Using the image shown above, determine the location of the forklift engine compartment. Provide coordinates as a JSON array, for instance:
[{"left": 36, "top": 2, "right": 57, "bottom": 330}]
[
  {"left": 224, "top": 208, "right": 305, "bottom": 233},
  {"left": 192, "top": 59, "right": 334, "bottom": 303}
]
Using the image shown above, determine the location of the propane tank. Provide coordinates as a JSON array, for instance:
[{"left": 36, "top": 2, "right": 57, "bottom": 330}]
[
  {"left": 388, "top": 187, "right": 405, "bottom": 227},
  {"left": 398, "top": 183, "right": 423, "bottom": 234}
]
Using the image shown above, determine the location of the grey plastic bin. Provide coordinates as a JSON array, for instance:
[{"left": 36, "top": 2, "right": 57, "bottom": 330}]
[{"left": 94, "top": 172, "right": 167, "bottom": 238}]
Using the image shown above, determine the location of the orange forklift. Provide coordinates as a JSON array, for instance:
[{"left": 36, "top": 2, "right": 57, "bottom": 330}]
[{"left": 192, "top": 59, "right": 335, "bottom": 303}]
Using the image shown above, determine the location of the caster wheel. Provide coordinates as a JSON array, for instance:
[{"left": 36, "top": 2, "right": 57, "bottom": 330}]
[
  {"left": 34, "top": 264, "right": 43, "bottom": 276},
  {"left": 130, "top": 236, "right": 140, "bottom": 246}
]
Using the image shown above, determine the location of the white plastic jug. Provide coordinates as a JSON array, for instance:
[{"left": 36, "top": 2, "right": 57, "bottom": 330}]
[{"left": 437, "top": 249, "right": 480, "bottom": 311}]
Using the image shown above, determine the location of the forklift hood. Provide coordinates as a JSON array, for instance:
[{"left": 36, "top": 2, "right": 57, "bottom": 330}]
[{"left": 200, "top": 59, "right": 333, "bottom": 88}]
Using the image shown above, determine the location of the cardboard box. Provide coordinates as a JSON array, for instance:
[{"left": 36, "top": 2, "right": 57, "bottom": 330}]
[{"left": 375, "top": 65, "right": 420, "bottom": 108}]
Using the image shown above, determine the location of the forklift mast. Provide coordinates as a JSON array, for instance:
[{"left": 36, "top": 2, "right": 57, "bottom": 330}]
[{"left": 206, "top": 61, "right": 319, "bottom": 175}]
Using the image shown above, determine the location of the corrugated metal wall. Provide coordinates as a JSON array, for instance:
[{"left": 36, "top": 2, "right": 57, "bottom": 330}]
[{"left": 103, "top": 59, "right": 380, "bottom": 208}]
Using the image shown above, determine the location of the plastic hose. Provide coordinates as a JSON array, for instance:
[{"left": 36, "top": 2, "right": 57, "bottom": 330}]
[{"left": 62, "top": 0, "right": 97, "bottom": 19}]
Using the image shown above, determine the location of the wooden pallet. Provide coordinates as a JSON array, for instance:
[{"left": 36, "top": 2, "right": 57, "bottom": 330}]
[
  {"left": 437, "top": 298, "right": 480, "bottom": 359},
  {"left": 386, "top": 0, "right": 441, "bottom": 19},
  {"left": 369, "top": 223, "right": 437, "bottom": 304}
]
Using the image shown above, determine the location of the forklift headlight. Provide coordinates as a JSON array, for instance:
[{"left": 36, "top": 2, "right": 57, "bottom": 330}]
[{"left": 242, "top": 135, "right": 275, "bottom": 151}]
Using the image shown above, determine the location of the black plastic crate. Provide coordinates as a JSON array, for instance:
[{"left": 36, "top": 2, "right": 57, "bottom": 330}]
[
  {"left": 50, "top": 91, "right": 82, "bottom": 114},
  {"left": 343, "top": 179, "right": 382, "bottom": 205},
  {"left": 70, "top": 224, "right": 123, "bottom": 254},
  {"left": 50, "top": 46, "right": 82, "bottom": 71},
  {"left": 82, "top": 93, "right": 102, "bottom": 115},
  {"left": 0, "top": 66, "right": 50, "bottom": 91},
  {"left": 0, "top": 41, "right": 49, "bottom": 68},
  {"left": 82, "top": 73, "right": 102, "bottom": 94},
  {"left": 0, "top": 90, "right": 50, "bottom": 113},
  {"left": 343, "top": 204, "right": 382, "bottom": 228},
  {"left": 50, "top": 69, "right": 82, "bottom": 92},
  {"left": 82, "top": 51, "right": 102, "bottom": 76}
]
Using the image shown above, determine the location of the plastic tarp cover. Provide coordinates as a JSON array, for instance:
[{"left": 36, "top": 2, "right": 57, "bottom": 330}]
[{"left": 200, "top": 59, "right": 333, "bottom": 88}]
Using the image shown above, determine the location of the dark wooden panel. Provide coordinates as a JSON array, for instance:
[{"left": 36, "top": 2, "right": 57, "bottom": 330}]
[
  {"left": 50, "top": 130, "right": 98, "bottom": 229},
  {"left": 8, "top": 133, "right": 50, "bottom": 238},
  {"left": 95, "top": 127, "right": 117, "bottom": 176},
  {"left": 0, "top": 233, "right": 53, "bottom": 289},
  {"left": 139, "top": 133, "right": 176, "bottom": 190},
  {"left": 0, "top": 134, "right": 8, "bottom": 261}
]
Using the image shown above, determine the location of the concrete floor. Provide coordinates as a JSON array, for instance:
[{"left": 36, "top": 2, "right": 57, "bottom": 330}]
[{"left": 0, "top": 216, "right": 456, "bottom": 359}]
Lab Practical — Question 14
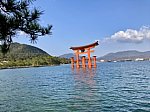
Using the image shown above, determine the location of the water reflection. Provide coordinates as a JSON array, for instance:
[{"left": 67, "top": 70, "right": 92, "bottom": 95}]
[
  {"left": 72, "top": 68, "right": 96, "bottom": 88},
  {"left": 68, "top": 68, "right": 100, "bottom": 111}
]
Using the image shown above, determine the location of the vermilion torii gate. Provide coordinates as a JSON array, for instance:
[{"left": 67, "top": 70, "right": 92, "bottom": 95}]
[{"left": 70, "top": 41, "right": 99, "bottom": 68}]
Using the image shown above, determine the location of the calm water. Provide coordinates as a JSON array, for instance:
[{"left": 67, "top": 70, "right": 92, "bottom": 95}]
[{"left": 0, "top": 61, "right": 150, "bottom": 112}]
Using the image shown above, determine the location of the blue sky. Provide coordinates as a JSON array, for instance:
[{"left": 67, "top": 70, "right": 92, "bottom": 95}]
[{"left": 14, "top": 0, "right": 150, "bottom": 56}]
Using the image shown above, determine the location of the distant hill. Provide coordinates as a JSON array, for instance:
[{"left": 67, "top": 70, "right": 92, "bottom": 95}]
[
  {"left": 0, "top": 43, "right": 70, "bottom": 68},
  {"left": 98, "top": 50, "right": 150, "bottom": 61},
  {"left": 0, "top": 43, "right": 50, "bottom": 59}
]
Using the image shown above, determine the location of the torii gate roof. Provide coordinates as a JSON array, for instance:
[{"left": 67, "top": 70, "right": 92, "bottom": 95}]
[{"left": 70, "top": 41, "right": 99, "bottom": 50}]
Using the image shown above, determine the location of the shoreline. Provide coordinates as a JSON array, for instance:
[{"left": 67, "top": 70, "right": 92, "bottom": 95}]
[{"left": 0, "top": 64, "right": 61, "bottom": 70}]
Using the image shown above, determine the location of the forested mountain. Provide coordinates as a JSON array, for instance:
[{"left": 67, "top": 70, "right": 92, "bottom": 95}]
[
  {"left": 0, "top": 43, "right": 70, "bottom": 68},
  {"left": 0, "top": 43, "right": 50, "bottom": 60},
  {"left": 98, "top": 50, "right": 150, "bottom": 61}
]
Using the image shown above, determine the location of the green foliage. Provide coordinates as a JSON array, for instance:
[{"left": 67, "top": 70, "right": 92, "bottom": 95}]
[{"left": 0, "top": 0, "right": 52, "bottom": 53}]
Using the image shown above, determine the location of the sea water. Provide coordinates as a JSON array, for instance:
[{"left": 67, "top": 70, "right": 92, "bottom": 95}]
+---+
Challenge | Write the entries above out in full, exactly, with no images.

The reply |
Using the image shown above, determine the location of the forklift engine compartment. Provide coordinates as a JSON array, for instance:
[{"left": 36, "top": 2, "right": 57, "bottom": 330}]
[
  {"left": 224, "top": 208, "right": 305, "bottom": 233},
  {"left": 192, "top": 59, "right": 334, "bottom": 303}
]
Using the image shown above, determine the location of the propane tank. Provide coordinates as a JSON array, for instance:
[{"left": 36, "top": 2, "right": 57, "bottom": 330}]
[
  {"left": 388, "top": 187, "right": 405, "bottom": 227},
  {"left": 398, "top": 183, "right": 423, "bottom": 234}
]
Using the image shown above, determine the location of the grey plastic bin. Provide coordinates as a JSON array, for instance:
[{"left": 36, "top": 2, "right": 57, "bottom": 330}]
[{"left": 94, "top": 172, "right": 167, "bottom": 238}]
Using the image shown above, determine the location of the orange forklift. Provide coordinates as a JSON array, for instance:
[{"left": 36, "top": 2, "right": 57, "bottom": 330}]
[{"left": 192, "top": 59, "right": 335, "bottom": 303}]
Using the image shown above, determine the location of the caster wheel. Provide coordinates as a JSON array, for instance:
[{"left": 36, "top": 2, "right": 57, "bottom": 330}]
[
  {"left": 34, "top": 264, "right": 43, "bottom": 276},
  {"left": 130, "top": 236, "right": 140, "bottom": 246}
]
Using the image shown above, determine the location of the white plastic jug. Provide coordinates as a JSON array, for instance:
[{"left": 36, "top": 2, "right": 57, "bottom": 330}]
[{"left": 437, "top": 249, "right": 480, "bottom": 311}]
Using the image shown above, determine the location of the forklift hood. Provide coordinates as a JSON array, for instance:
[{"left": 36, "top": 2, "right": 57, "bottom": 330}]
[{"left": 200, "top": 59, "right": 333, "bottom": 88}]
Using the image shown above, determine the location of the cardboard box. Provide coordinates as a JSON array, for instance:
[{"left": 36, "top": 2, "right": 57, "bottom": 330}]
[{"left": 375, "top": 65, "right": 420, "bottom": 108}]
Using the image shown above, determine the location of the forklift mast. Provide coordinates as a JSON array, for instance:
[{"left": 36, "top": 2, "right": 57, "bottom": 330}]
[{"left": 206, "top": 61, "right": 319, "bottom": 175}]
Using the image shown above, determine the location of the corrugated metal wall. Provide coordinates as a JSON array, for instance:
[{"left": 36, "top": 2, "right": 57, "bottom": 330}]
[{"left": 103, "top": 59, "right": 380, "bottom": 208}]
Using the image shown above, determine the location of the plastic hose. Provide coordinates as a JSON array, for instance:
[{"left": 36, "top": 2, "right": 57, "bottom": 330}]
[{"left": 62, "top": 0, "right": 97, "bottom": 19}]
Using the image shown above, determine the location of the wooden pallet. Provide coordinates as a JSON array, for instance:
[{"left": 36, "top": 2, "right": 57, "bottom": 330}]
[
  {"left": 437, "top": 298, "right": 480, "bottom": 359},
  {"left": 386, "top": 0, "right": 441, "bottom": 19},
  {"left": 369, "top": 223, "right": 437, "bottom": 304}
]
Using the image shown above, determine the location of the forklift headlight. Provide coordinates as a JSON array, for instance:
[{"left": 36, "top": 2, "right": 57, "bottom": 330}]
[{"left": 242, "top": 135, "right": 275, "bottom": 151}]
Using the image shown above, determine the location of the black plastic crate. Provide coordinates as a JSON array, for instance:
[{"left": 36, "top": 2, "right": 57, "bottom": 330}]
[
  {"left": 50, "top": 91, "right": 82, "bottom": 114},
  {"left": 343, "top": 179, "right": 382, "bottom": 205},
  {"left": 70, "top": 224, "right": 123, "bottom": 254},
  {"left": 50, "top": 46, "right": 82, "bottom": 71},
  {"left": 82, "top": 93, "right": 102, "bottom": 115},
  {"left": 0, "top": 66, "right": 50, "bottom": 91},
  {"left": 0, "top": 41, "right": 49, "bottom": 68},
  {"left": 82, "top": 73, "right": 102, "bottom": 94},
  {"left": 0, "top": 90, "right": 50, "bottom": 113},
  {"left": 343, "top": 204, "right": 382, "bottom": 228},
  {"left": 50, "top": 69, "right": 82, "bottom": 92},
  {"left": 82, "top": 51, "right": 102, "bottom": 76}
]
Using the image shown above, determine the location of the plastic tarp cover. Provide coordinates as a JSON array, for instance:
[{"left": 36, "top": 2, "right": 57, "bottom": 330}]
[{"left": 200, "top": 59, "right": 333, "bottom": 88}]
Using the image shown above, determine the location of the dark wooden panel. Provide coordinates as a JSON array, for instance:
[{"left": 36, "top": 2, "right": 57, "bottom": 330}]
[
  {"left": 50, "top": 130, "right": 98, "bottom": 229},
  {"left": 8, "top": 133, "right": 50, "bottom": 238},
  {"left": 95, "top": 127, "right": 117, "bottom": 176},
  {"left": 0, "top": 233, "right": 53, "bottom": 289},
  {"left": 139, "top": 133, "right": 176, "bottom": 190},
  {"left": 0, "top": 134, "right": 8, "bottom": 261}
]
Using the image shown above, determine the location of the concrete floor. Provide coordinates as a JSON array, for instance:
[{"left": 36, "top": 2, "right": 57, "bottom": 330}]
[{"left": 0, "top": 216, "right": 456, "bottom": 359}]
Lab Practical — Question 14
Using the image shown above, determine the location of the water reflection. Provide coordinates as a JSON array, for instance:
[{"left": 67, "top": 70, "right": 92, "bottom": 95}]
[
  {"left": 72, "top": 68, "right": 96, "bottom": 88},
  {"left": 68, "top": 68, "right": 100, "bottom": 111}
]
Using the image shown above, determine the location of the vermilion torii gate. Provide coordinates as a JSON array, for instance:
[{"left": 67, "top": 70, "right": 92, "bottom": 95}]
[{"left": 70, "top": 41, "right": 99, "bottom": 68}]
Using the image shown above, determine the location of the calm water. Provide coordinates as a JSON array, for instance:
[{"left": 67, "top": 70, "right": 92, "bottom": 95}]
[{"left": 0, "top": 61, "right": 150, "bottom": 112}]
Using the image shown above, determine the location of the blue sky. Provide coordinates as a JSON array, for instance:
[{"left": 67, "top": 70, "right": 92, "bottom": 95}]
[{"left": 14, "top": 0, "right": 150, "bottom": 56}]
Using the image shown above, determine the location of the distant hill. Provide coordinates as a JSON array, for instance:
[{"left": 67, "top": 70, "right": 92, "bottom": 95}]
[
  {"left": 0, "top": 43, "right": 70, "bottom": 68},
  {"left": 98, "top": 50, "right": 150, "bottom": 61},
  {"left": 0, "top": 43, "right": 50, "bottom": 59}
]
Using the image shown above, determine the location of the torii gate roof. Provide coordinates as a JSON array, for instance:
[{"left": 67, "top": 70, "right": 92, "bottom": 95}]
[{"left": 70, "top": 41, "right": 99, "bottom": 50}]
Using the image shown above, determine the location of the shoreline. Provide coordinates as a JSON array, for instance:
[{"left": 67, "top": 70, "right": 92, "bottom": 95}]
[{"left": 0, "top": 64, "right": 61, "bottom": 70}]
Using the image shown above, determine the location of the forested mountain. Provide coordinates as a JSON array, for instance:
[{"left": 67, "top": 70, "right": 92, "bottom": 95}]
[
  {"left": 0, "top": 43, "right": 70, "bottom": 68},
  {"left": 0, "top": 43, "right": 50, "bottom": 60},
  {"left": 98, "top": 50, "right": 150, "bottom": 61}
]
Using the image shown above, determine the location of the green foliage. Provide coordinates as a JSON array, for instance:
[{"left": 67, "top": 70, "right": 92, "bottom": 95}]
[{"left": 0, "top": 0, "right": 52, "bottom": 53}]
Using the image shown above, determine the location of the sea water. Provide coordinates as a JSON array, for instance:
[{"left": 67, "top": 70, "right": 92, "bottom": 95}]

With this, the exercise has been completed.